▶ _SELECTED PASSAGE_:
------------------------------

The report marks the beginning of a new chapter, characterised by major decisions and decisive actions aimed at defending and protecting member states of the alliance.
It continues to identify Russia as the most significant and direct threat to security, peace and stability in the Euro-Atlantic area. The report states that Russia “continued to test the Alliance, becoming more reckless, including with airspace violations, sabotage and malign cyber activities.”
NATO has taken steps to ensure the security, resilience and prosperity of the one billion people living within the alliance’s territory.
Here are five key takeaways from the report:
In 2025, NATO is no longer simply strengthening its forces; it is actively operationalising them, with expanded exercises, deployments and integrated capabilities across land, sea and air.
Following an unprecedented series of airspace violations by Russian drones along the Alliance’s eastern flank, NATO launched Eastern Sentry. According to the report, Eastern Sentry is “a multi-domain activity enhancing the Alliance’s vigilance and readiness and securing the airspace on the eastern flank from potential air violations.”
In 2025, NATO allies in Europe and Canada invested a total of $574 billion in defence, representing a 20% increase in real terms compared with 2024. The report states that all allies met or exceeded the 2% spending target first set in 2014.
Total defence spending surpassed $1.4 trillion in 2025, while a new long-term ambition of reaching 5% of GDP by 2035 marks a significant increase in financial commitment.

------------------------------

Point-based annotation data
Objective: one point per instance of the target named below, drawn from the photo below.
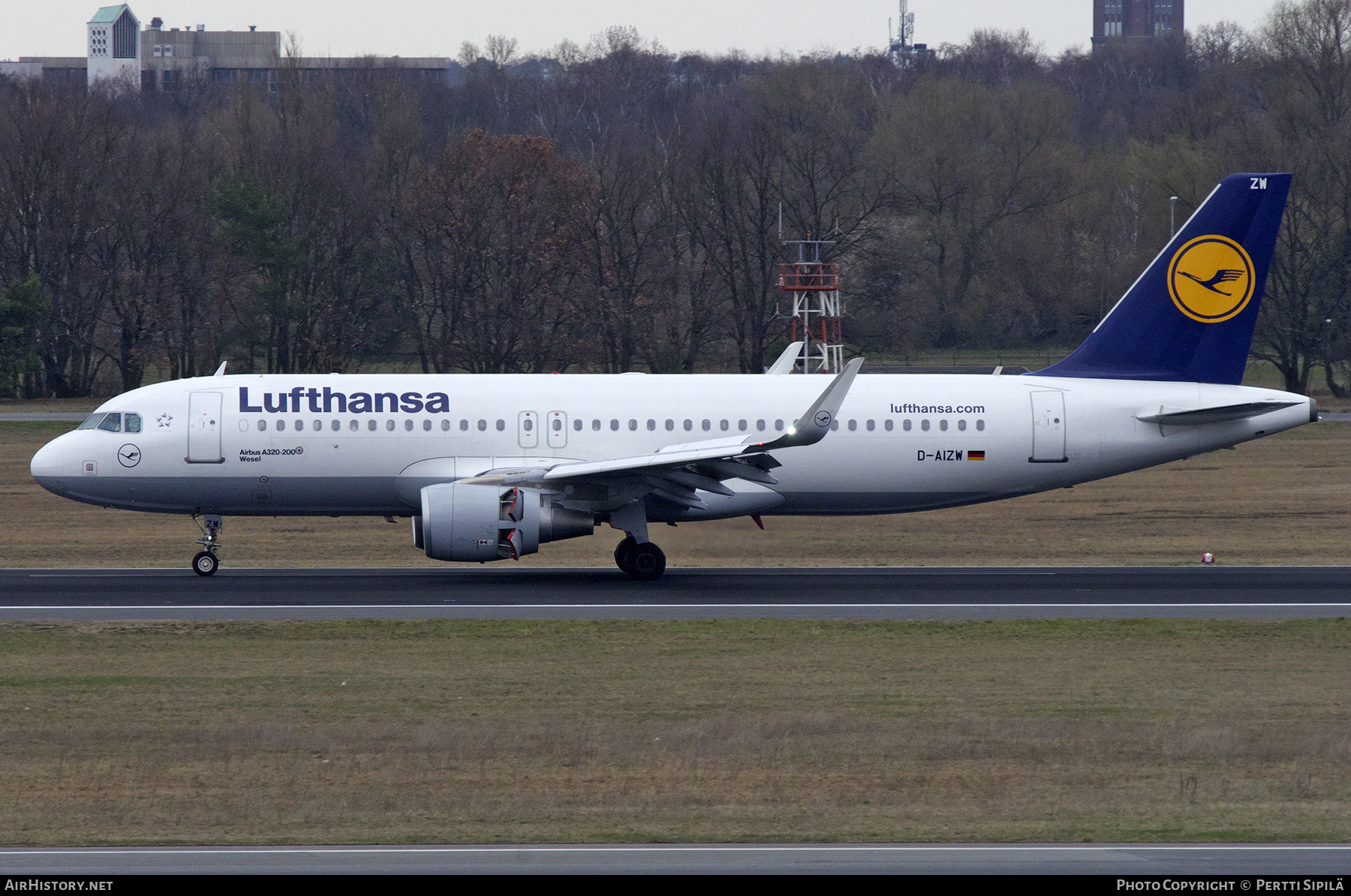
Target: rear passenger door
(557, 428)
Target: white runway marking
(639, 606)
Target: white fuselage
(904, 442)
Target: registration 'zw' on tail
(1190, 315)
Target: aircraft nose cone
(47, 467)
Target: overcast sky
(437, 27)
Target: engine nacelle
(492, 522)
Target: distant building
(165, 60)
(113, 47)
(1136, 20)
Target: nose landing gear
(204, 563)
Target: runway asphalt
(682, 594)
(1286, 861)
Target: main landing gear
(645, 561)
(204, 563)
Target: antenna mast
(817, 307)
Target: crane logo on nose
(1211, 278)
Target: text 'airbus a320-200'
(492, 467)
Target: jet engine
(492, 522)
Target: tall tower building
(1136, 20)
(114, 45)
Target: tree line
(616, 207)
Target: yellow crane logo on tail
(1211, 278)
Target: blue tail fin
(1190, 315)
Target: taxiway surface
(682, 594)
(778, 858)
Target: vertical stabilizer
(1192, 312)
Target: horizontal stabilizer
(1215, 415)
(784, 365)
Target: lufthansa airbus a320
(492, 467)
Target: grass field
(741, 730)
(1285, 499)
(734, 730)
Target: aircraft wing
(677, 471)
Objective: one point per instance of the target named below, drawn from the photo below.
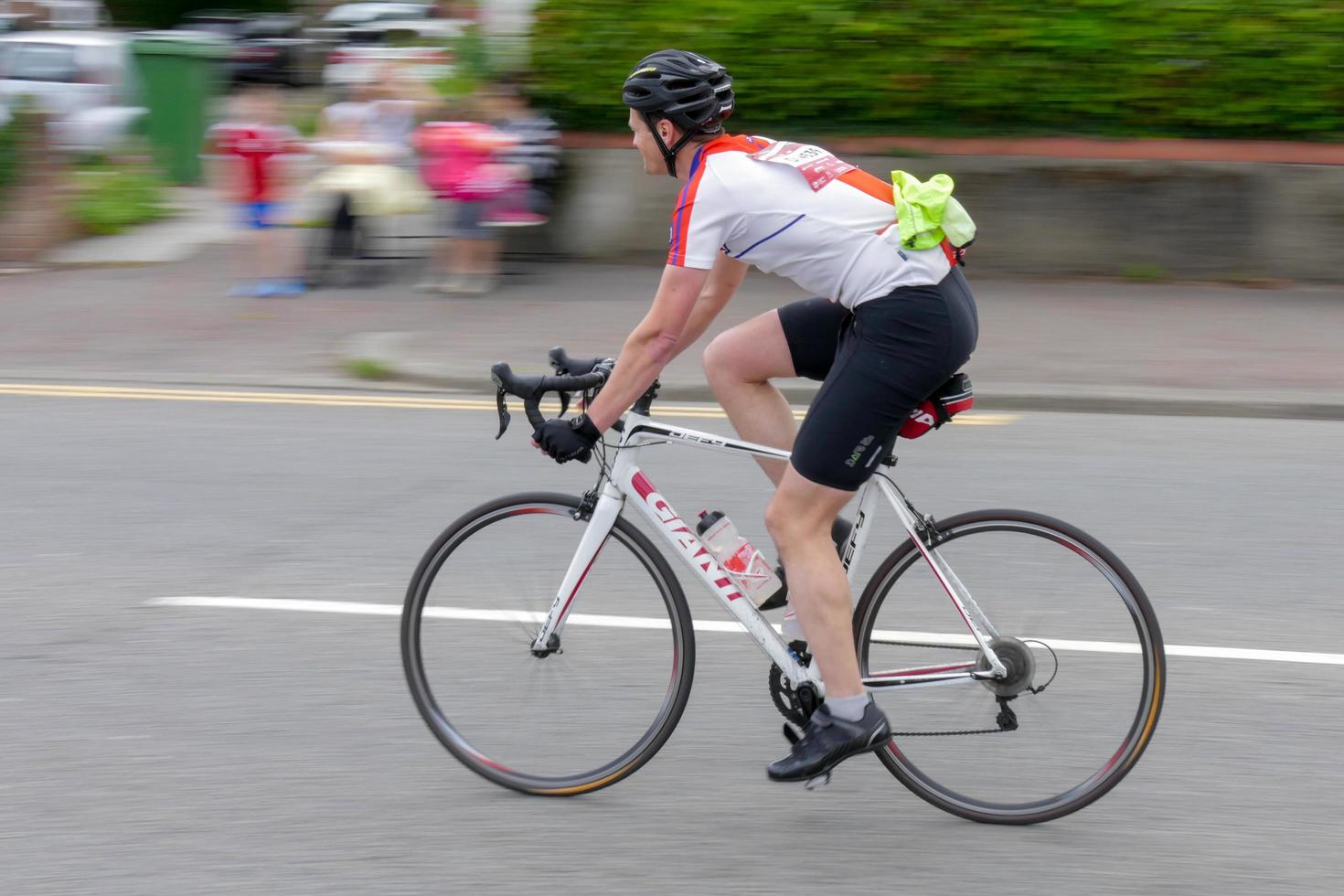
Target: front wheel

------------------------------

▶ _WORK REQUIRED_:
Answer these questions using the passage on the NATO report.
(a) What did NATO launch after the series of airspace violations by Russian drones along the eastern flank?
(b) What total amount did NATO allies in Europe and Canada invest in 2025?
(c) By what year does the new long-term ambition aim to reach 5% of GDP?

▶ _FINAL ANSWER_:
(a) Eastern Sentry
(b) $574 billion
(c) 2035